BEGIN
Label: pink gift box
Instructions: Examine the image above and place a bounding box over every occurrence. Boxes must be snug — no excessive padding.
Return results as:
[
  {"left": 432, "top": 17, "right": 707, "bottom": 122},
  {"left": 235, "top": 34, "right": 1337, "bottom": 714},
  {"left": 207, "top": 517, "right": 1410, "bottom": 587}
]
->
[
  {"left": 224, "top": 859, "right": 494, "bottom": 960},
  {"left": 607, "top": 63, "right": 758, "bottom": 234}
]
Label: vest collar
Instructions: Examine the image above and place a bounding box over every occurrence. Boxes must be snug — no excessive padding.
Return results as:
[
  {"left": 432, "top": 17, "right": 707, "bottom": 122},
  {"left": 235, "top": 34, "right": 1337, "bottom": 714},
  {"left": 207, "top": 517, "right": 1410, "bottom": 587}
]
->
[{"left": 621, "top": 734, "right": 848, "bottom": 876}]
END
## [WORK TO COMPLETE]
Which lines of the data include "Label"? Copy each of them.

## [SOLUTION TO THIS EXERCISE]
Label: pink gift box
Label: vest collar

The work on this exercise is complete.